SUCCESSION to the Crown. See HEREDITARY RIGHT.—From the days of Egbert, the first sole monarch of England, even to the present, the four cardinal maxims mentioned in that article have ever been held constitutional canons of succession. It is true, as Sir William Blackstone observes, this succession, through fraud or force, or sometimes through necessity, when in hostile times the crown descended on a minor or the like, has been very frequently suspended; but has generally at last returned back into the old hereditary channel, though sometimes a very considerable period has intervened. And, even in those instances where the succession has been violated, the crown has ever been looked upon as hereditary in the wearer of it. Of which the usurpers themselves were so sensible, that they for the most part endeavoured to vamp up some feeble show of a title by descent, in order to amuse the people, while they gained the possession of the kingdom. And, when possession was once gained, they considered it as the purchase or acquisition of a new estate of inheritance, and transmitted or endeavoured to transmit it to their own posterity, by a kind of hereditary right of usurpation. See Blackst. Com. v. i. 197—216. From the historical view there given, it appears, that the title to the crown is at present hereditary, though not quite so absolutely hereditary as formerly: and the common stock, or ancestor, from whom the descent must be derived, is also different. Formerly, the common stock was king Egbert; then William the conqueror; afterwards, in James I.'s time, the two common stocks united; and so continued till the vacancy of the throne in 1688: now it is the princess Sophia, in whom the inheritance was vested by the new king and parliament. Formerly, the descent was absolute, and the crown went to the next heir without any restriction: but now, upon the new settlement, the inheritance is conditional; being limited to such heirs only, of the body of the princess Sophia, as are Protestant members of the church of England, and are married to none but Protestants.

== WRITTEN PROBLEM A ==
According to the passage on succession to the Crown, who is now the common stock from whom the descent must be derived?
The passage on succession to the Crown and the records have nothing to do with each other.

== EXERCISE INPUT ==

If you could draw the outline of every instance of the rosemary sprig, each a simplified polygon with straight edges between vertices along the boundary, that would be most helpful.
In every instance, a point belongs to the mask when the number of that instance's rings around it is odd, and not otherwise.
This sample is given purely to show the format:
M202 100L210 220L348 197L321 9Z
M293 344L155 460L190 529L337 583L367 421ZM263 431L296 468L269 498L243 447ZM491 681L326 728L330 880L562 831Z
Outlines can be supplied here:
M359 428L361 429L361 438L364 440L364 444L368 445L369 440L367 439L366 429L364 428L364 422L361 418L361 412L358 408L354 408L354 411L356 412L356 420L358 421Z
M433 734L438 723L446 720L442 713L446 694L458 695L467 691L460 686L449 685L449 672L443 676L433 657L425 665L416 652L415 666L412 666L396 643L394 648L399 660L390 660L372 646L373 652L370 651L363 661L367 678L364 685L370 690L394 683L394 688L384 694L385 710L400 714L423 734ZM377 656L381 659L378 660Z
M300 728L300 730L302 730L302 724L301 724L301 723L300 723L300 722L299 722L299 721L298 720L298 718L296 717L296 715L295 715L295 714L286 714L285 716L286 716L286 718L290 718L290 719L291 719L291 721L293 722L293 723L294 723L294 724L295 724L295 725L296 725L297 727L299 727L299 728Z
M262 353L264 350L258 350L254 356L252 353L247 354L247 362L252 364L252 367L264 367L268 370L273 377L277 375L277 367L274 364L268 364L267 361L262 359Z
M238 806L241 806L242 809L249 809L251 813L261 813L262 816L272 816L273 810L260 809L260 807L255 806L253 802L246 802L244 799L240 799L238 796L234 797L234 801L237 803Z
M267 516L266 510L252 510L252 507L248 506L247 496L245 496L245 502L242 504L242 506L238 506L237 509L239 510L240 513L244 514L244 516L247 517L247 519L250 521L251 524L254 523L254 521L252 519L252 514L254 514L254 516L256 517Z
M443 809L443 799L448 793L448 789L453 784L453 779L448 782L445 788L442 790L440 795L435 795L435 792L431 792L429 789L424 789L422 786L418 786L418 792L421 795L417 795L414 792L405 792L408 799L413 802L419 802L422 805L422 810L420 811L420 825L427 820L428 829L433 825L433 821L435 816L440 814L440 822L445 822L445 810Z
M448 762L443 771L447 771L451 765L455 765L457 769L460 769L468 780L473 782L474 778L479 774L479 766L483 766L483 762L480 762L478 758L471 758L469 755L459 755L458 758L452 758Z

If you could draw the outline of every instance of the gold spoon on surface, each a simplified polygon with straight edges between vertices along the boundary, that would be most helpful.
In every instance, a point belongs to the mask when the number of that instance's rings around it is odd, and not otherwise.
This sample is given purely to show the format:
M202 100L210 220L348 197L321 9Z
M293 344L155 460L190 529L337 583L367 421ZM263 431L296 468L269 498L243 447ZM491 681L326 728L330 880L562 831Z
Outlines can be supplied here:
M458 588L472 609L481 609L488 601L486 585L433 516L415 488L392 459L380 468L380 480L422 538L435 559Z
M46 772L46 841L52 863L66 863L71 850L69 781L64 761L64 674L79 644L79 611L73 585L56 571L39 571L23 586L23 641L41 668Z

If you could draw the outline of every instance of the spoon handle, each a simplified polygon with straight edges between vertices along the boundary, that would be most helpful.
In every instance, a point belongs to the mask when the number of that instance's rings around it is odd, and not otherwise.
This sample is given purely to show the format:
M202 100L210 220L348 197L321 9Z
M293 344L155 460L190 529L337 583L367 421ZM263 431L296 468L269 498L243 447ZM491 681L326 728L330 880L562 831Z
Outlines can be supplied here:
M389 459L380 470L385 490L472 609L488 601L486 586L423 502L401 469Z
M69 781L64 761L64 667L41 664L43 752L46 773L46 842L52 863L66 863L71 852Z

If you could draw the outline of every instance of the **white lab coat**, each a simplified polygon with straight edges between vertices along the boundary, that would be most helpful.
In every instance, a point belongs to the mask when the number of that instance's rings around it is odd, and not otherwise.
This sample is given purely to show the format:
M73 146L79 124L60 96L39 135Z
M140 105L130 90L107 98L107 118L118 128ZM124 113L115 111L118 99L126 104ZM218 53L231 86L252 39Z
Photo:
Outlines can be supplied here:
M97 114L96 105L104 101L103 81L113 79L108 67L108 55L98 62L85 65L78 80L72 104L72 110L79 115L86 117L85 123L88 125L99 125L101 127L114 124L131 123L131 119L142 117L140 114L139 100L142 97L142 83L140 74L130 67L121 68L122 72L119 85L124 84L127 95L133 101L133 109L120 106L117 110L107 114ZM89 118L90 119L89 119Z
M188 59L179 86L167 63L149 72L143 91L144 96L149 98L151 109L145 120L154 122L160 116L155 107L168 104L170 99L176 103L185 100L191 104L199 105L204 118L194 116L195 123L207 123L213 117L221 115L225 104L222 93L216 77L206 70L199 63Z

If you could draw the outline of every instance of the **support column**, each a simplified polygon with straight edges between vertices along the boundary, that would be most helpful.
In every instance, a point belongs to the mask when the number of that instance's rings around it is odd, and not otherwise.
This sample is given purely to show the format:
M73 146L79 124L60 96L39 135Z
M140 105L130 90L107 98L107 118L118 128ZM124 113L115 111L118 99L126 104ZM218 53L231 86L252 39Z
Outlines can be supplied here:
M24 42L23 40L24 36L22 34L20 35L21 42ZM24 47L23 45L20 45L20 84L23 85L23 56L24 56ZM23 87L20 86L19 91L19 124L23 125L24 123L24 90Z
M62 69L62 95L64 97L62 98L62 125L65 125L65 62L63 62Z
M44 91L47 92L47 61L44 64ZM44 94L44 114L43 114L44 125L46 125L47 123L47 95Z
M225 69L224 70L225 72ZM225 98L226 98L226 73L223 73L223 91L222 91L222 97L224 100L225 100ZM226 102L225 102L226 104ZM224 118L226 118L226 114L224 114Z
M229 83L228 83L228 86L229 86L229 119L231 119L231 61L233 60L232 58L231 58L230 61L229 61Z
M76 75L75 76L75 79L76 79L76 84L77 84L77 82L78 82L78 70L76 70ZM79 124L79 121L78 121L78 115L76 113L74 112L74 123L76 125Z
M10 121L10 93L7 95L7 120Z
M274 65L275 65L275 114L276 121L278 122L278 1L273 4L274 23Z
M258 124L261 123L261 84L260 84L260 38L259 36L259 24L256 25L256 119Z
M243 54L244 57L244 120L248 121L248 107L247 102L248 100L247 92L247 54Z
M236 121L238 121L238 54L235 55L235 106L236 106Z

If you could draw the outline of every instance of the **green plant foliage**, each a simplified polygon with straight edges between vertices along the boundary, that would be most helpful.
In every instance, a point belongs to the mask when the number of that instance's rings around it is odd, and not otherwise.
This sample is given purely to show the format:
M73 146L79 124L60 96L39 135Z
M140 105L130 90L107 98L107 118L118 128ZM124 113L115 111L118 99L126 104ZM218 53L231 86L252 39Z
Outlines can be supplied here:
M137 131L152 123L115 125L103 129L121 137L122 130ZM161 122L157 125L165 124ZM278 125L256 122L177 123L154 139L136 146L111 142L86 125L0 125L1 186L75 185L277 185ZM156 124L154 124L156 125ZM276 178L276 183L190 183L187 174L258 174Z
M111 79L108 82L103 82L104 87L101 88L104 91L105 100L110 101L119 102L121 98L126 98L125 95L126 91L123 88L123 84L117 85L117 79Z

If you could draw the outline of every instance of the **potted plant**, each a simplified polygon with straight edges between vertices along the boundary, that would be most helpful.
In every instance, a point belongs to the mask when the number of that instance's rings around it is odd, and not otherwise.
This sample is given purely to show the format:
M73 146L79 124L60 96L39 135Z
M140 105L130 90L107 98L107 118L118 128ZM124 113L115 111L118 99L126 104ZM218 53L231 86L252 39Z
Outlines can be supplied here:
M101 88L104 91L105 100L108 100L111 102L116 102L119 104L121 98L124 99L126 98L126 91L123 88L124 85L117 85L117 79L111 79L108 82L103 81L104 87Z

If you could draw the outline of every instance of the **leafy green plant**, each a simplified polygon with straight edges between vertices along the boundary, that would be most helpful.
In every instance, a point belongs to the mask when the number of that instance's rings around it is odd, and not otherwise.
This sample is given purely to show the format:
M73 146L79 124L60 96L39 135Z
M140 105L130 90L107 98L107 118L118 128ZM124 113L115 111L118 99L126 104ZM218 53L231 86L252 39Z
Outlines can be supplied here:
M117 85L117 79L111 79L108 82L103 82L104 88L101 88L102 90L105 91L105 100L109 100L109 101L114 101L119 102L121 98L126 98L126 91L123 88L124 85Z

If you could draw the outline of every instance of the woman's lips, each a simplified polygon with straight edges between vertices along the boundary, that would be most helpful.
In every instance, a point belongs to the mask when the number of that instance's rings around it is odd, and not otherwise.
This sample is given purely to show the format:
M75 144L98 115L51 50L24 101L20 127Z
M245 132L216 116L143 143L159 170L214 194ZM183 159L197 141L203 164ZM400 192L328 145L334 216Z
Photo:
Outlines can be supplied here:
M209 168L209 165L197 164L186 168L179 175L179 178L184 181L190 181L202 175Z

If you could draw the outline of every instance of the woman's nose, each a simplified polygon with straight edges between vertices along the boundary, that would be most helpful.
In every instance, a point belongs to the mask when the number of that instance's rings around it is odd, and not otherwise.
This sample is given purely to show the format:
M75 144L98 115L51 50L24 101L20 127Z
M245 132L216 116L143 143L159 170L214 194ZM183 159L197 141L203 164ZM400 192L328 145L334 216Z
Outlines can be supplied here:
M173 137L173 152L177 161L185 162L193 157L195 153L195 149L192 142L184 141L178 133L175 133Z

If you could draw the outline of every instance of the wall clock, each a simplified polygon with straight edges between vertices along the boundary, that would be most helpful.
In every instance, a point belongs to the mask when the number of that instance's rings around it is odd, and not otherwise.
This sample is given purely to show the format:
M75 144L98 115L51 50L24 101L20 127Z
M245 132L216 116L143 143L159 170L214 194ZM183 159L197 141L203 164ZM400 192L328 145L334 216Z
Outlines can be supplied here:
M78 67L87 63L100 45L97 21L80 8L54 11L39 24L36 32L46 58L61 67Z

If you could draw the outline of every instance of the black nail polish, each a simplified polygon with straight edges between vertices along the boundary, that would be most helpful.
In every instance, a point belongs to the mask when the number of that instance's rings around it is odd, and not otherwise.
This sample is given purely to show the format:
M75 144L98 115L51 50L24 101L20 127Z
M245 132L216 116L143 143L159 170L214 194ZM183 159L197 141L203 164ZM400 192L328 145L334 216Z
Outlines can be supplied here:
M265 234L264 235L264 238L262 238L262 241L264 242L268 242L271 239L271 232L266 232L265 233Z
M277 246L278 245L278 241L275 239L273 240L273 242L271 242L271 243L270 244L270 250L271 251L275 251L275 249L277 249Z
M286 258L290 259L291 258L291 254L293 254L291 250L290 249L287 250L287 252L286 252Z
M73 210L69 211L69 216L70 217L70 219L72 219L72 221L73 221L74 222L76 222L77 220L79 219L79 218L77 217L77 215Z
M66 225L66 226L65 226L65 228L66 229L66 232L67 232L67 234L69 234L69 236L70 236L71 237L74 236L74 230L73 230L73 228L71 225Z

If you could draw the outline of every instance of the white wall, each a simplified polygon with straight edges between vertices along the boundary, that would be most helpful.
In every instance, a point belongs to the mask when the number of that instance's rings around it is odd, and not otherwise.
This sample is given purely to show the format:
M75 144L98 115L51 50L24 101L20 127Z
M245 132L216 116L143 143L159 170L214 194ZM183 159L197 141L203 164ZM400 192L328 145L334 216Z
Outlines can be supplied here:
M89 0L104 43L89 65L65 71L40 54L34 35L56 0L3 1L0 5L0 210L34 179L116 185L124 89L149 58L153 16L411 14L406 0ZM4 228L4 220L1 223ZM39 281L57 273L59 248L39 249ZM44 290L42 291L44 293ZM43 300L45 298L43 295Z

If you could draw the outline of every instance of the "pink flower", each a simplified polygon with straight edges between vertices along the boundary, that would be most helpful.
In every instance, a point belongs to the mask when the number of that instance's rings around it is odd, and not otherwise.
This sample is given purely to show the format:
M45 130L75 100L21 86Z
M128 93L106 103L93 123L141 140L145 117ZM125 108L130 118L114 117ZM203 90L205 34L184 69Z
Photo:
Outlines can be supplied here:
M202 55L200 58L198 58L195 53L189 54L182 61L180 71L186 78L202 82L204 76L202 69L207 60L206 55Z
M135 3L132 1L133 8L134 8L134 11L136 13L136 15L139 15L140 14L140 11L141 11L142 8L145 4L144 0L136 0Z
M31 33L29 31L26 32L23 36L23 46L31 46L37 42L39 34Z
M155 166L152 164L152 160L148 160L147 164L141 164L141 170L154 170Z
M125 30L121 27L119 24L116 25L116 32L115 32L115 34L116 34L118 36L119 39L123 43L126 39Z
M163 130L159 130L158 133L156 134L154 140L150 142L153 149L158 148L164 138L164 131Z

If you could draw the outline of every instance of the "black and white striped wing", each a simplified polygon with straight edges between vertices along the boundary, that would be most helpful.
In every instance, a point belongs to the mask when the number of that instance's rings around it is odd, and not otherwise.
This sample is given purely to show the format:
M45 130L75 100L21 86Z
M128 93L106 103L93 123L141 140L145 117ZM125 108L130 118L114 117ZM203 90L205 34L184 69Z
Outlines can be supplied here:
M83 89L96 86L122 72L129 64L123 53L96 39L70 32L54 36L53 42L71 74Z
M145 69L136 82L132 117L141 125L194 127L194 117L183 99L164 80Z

== WRITTEN PROBLEM B ==
In the records, reproduce the lines from the one containing "woman's lips, each" through the one containing "M78 67L87 63L100", including both of those lines.

== EXERCISE RESULT A ==
The princess Sophia.

== EXERCISE RESULT B ==
If you could draw the outline of every instance of the woman's lips, each a simplified polygon with straight edges between vertices along the boundary, that would be most helpful.
In every instance, a point belongs to the mask when the number of that instance's rings around it is odd, and not otherwise.
This sample is given purely to show the format:
M75 144L98 115L51 50L24 101L20 127Z
M245 132L216 116L143 143L159 170L214 194ZM183 159L197 141L203 164ZM400 192L328 145L334 216Z
Photo:
Outlines can be supplied here:
M209 168L209 165L197 164L186 168L179 175L179 178L184 181L190 181L202 175Z

If you could draw the outline of every instance of the woman's nose, each a simplified polygon with straight edges between vertices along the boundary, that would be most helpful.
In every instance, a point belongs to the mask when the number of that instance's rings around it is odd, and not otherwise.
This sample is given purely to show the format:
M75 144L98 115L51 50L24 101L20 127Z
M245 132L216 116L143 143L159 170L214 194ZM183 159L197 141L203 164ZM400 192L328 145L334 216Z
Outlines can be supplied here:
M173 137L173 152L177 161L185 162L193 157L195 153L195 149L192 142L184 141L178 133L175 133Z

If you could draw the outline of every instance of the wall clock, each a simplified polygon with straight edges between vertices along the boundary, that would be most helpful.
In every instance, a point belongs to the mask when the number of that instance's rings around it is odd, and not otherwise.
This sample is given purely to show the format:
M75 144L98 115L51 50L24 101L20 127Z
M245 132L216 116L143 143L159 170L214 194ZM183 159L197 141L203 164ZM400 192L328 145L334 216Z
Outlines can be supplied here:
M78 67L87 63L100 45L97 21L80 8L54 11L39 24L36 32L46 58L61 67Z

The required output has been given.